--- Begin SUPPLIED MATERIAL ---
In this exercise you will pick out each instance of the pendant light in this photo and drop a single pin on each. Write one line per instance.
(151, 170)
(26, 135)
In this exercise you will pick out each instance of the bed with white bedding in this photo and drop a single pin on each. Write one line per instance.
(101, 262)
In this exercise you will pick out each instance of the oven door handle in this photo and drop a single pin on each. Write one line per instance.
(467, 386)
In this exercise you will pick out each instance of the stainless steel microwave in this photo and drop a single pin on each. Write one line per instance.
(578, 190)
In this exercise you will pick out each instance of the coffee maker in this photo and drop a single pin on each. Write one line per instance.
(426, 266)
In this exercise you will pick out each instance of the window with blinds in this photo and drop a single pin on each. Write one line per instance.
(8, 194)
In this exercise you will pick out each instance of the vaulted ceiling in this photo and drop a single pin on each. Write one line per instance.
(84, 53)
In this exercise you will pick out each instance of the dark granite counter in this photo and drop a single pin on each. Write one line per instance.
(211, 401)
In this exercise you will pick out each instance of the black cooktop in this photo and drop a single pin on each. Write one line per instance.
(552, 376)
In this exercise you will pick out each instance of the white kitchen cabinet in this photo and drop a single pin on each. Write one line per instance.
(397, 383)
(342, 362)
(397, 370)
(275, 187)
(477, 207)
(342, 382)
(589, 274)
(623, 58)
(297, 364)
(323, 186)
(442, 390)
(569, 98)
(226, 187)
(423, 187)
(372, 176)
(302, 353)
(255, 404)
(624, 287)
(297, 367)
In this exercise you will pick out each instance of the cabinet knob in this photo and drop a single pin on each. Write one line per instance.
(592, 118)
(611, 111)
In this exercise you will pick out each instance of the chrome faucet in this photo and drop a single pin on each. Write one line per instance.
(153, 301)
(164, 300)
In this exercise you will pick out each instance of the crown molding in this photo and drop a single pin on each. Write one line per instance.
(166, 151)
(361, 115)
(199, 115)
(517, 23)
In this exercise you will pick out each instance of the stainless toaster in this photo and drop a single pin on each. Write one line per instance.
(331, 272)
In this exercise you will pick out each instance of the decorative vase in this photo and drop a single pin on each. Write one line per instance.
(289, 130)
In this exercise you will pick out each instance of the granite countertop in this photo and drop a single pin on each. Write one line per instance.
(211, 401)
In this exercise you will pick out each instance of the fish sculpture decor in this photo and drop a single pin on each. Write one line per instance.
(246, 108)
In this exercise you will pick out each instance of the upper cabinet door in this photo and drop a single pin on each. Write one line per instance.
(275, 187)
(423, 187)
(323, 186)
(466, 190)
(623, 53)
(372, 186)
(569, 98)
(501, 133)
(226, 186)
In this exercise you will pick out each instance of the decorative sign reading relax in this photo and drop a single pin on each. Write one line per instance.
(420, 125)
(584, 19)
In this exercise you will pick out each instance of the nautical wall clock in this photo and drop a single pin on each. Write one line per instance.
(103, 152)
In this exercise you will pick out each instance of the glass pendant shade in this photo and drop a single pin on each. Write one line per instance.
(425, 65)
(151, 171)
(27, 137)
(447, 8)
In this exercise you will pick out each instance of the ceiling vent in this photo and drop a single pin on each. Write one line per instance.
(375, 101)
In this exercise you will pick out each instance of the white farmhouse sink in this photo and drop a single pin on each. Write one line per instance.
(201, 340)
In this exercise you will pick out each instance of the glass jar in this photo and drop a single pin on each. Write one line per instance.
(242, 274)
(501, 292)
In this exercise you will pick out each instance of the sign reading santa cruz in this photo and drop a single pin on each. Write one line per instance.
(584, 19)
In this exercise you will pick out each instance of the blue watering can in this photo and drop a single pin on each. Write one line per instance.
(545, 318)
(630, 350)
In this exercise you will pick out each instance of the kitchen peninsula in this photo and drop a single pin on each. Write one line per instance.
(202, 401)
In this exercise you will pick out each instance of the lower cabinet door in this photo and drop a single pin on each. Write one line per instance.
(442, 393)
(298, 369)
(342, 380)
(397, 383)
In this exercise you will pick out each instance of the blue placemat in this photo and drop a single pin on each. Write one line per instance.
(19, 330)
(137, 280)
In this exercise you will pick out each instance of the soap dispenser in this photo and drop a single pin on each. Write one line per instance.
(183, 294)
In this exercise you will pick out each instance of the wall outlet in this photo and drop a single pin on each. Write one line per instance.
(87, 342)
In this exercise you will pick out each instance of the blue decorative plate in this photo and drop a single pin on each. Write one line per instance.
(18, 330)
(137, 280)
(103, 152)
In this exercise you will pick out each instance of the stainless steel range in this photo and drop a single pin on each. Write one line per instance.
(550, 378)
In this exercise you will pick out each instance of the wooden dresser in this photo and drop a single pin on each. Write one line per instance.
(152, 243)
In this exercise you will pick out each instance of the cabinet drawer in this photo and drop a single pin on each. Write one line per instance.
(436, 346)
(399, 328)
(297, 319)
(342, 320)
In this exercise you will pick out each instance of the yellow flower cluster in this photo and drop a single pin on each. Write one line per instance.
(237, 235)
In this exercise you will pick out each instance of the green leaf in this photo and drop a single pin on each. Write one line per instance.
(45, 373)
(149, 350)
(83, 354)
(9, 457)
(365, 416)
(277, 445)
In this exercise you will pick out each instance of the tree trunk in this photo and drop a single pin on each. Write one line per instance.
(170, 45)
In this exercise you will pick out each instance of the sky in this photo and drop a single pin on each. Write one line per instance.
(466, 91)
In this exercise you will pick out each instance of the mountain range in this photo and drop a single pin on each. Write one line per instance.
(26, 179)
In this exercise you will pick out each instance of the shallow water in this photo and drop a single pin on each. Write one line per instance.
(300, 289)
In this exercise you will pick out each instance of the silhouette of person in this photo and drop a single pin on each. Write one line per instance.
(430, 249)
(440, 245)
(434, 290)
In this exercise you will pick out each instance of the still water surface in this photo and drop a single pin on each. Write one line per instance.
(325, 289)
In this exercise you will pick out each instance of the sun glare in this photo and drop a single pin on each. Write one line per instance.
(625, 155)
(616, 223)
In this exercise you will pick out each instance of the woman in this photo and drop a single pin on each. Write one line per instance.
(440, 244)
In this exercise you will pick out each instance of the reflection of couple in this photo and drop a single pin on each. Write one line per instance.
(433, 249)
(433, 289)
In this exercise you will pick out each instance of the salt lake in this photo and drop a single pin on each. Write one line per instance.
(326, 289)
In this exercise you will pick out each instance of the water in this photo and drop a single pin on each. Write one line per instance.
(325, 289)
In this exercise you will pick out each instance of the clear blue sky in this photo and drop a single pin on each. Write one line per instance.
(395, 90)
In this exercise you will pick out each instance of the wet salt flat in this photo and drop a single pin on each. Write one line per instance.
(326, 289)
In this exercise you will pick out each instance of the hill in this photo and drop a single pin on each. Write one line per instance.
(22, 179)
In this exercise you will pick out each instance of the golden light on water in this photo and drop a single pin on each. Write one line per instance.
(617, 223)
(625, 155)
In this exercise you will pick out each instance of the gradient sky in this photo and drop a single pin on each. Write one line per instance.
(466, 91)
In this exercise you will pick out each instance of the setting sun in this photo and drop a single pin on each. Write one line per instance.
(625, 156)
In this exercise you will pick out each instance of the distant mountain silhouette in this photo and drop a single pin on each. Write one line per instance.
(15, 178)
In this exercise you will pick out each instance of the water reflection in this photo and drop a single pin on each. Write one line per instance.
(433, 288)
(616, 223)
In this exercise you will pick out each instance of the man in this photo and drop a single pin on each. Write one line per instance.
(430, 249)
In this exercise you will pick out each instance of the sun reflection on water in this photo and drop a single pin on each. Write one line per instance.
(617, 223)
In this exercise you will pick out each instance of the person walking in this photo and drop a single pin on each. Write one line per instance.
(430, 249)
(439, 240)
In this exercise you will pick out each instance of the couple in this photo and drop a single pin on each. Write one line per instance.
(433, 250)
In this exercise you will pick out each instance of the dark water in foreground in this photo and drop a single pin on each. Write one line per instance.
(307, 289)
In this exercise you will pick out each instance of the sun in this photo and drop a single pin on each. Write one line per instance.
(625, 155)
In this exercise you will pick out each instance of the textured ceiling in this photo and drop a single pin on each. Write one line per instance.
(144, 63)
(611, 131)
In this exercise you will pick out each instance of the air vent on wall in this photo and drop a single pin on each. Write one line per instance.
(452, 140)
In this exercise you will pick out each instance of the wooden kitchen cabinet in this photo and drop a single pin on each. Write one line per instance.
--- End SUPPLIED MATERIAL ---
__YOUR GOAL__. From the line containing "of the sun in" to the last line of the material, please quote every line exactly and only those.

__SOLVED EXERCISE__.
In this exercise you will pick out each instance of the sun in this photo and drop a single pin on each. Write one line per instance.
(625, 155)
In this exercise you will pick out each instance of the textured ceiling in this photo and drop a single pin on each. Write one line per instance.
(144, 63)
(611, 131)
In this exercise you will pick out each instance of the air vent on wall in this photo and drop a single pin on each. Write one line per instance.
(452, 140)
In this exercise you will pick out each instance of the wooden kitchen cabinet in this photo and drop a single pin on each. Write one line per instance.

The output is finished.